Begin Extracted entries

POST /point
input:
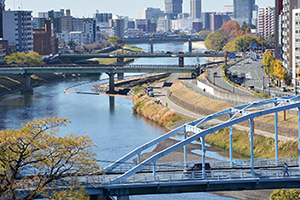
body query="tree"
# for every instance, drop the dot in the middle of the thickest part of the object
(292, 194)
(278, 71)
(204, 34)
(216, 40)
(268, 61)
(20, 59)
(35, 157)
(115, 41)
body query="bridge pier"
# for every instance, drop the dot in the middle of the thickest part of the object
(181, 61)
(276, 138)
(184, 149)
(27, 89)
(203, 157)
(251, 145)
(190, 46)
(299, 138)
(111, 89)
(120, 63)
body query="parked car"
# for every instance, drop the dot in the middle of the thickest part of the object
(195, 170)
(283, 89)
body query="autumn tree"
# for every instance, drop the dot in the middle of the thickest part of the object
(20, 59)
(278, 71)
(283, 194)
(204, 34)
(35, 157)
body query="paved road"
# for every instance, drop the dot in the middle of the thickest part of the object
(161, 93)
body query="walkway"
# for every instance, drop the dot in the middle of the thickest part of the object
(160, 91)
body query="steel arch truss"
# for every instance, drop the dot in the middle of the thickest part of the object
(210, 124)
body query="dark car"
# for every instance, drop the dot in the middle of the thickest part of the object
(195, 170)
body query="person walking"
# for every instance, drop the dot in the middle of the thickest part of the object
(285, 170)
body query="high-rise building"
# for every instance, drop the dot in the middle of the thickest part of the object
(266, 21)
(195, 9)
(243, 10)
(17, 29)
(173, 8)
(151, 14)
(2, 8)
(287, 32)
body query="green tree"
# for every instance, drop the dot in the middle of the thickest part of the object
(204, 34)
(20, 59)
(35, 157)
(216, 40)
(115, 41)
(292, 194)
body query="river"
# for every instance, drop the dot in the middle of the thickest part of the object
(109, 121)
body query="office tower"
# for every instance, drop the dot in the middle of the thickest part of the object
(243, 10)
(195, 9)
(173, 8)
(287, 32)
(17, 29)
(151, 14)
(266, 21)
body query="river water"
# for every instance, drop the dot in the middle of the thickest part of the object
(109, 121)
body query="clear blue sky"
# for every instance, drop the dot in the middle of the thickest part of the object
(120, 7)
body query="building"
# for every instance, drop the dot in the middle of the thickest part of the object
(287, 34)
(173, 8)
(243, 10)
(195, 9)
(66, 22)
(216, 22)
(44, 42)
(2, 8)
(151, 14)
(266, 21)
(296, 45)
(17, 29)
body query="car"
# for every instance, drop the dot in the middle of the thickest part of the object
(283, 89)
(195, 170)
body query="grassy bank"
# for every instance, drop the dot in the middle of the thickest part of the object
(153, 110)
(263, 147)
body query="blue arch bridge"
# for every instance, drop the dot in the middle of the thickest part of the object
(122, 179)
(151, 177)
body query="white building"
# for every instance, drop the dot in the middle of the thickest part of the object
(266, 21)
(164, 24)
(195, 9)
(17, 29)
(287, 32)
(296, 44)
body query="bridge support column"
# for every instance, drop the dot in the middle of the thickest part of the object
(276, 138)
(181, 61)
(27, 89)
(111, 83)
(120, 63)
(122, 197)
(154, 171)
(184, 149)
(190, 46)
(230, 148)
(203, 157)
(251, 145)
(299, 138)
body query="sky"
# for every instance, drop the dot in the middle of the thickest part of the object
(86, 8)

End Extracted entries
Begin Extracted entries

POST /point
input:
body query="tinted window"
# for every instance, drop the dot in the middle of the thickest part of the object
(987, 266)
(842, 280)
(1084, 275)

End Extracted entries
Begin Extracted entries

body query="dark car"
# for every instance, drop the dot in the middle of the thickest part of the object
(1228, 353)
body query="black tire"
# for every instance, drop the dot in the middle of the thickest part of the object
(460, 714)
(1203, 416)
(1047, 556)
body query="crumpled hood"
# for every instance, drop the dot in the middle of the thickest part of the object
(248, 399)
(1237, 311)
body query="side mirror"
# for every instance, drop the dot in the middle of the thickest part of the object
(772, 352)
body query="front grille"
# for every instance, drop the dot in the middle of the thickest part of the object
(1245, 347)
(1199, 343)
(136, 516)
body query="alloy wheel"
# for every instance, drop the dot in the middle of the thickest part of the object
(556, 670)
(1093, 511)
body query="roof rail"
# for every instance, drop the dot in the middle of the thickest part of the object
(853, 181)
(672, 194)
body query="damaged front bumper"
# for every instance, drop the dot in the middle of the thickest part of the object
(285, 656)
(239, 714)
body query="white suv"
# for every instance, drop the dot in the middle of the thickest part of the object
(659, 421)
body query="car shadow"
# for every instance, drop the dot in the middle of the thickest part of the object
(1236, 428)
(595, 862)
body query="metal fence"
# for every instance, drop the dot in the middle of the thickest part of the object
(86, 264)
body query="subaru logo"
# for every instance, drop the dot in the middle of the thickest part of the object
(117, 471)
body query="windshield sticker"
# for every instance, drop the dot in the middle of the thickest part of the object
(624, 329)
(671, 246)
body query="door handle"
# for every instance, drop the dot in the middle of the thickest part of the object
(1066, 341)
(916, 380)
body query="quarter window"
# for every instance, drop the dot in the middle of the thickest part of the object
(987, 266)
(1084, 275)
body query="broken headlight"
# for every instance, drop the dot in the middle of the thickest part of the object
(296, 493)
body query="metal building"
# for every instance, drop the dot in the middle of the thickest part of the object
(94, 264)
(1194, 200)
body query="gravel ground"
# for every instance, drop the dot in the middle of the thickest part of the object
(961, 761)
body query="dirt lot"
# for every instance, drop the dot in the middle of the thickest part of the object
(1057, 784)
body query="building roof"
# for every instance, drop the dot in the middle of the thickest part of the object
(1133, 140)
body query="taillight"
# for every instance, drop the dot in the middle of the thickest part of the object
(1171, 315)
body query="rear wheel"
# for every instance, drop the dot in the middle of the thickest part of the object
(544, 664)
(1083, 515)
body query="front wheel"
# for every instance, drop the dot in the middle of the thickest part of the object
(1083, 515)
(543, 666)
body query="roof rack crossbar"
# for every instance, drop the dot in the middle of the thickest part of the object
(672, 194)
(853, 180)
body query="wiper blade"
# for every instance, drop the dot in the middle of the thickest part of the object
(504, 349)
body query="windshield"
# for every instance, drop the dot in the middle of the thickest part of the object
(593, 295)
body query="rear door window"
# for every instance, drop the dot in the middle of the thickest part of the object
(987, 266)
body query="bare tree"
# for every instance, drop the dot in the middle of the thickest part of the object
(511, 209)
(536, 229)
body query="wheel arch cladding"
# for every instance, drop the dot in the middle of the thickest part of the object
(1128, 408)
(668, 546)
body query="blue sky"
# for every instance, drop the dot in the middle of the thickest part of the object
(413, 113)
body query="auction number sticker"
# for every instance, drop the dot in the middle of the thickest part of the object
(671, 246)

End Extracted entries

• _Objective_: Return each line of the material above that contains the string "white". Case counts.

• _Reply_:
body query="white building"
body query="white suv"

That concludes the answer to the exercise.